• _TASK STATEMENT_:
Nothing in the entries should be altered. Write them out in full.

• _EXCERPTED RECORDS_:
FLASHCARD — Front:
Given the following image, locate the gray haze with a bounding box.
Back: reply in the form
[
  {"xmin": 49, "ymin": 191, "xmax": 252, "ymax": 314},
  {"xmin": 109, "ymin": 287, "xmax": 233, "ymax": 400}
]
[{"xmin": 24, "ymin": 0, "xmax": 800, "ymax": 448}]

• _EXERCISE RESULT_:
FLASHCARD — Front:
Given the following image, locate the gray haze with a bounding box.
Back: reply in the form
[
  {"xmin": 49, "ymin": 191, "xmax": 252, "ymax": 314},
  {"xmin": 109, "ymin": 287, "xmax": 233, "ymax": 400}
]
[{"xmin": 24, "ymin": 0, "xmax": 800, "ymax": 448}]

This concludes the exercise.